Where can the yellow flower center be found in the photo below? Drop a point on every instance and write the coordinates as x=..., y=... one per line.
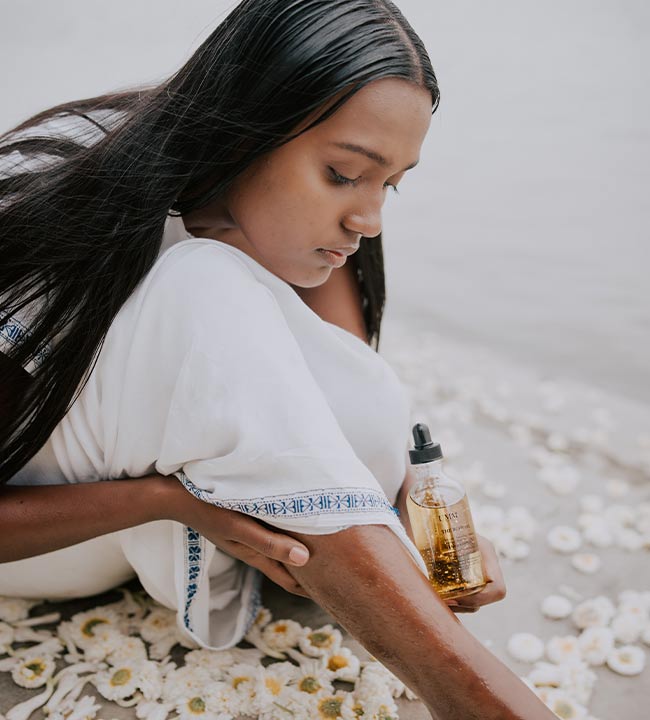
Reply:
x=309, y=684
x=330, y=707
x=320, y=639
x=336, y=662
x=196, y=705
x=273, y=686
x=88, y=627
x=36, y=667
x=121, y=677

····················

> Problem details: Print the listing word for word but skip its pictures.

> Output for this exercise:
Where can the yellow flower center be found in the photo below? Drop a point on every instance and write the coordinates as x=..., y=... one per line.
Reply:
x=309, y=684
x=330, y=707
x=320, y=639
x=336, y=662
x=196, y=705
x=273, y=686
x=88, y=627
x=36, y=667
x=121, y=677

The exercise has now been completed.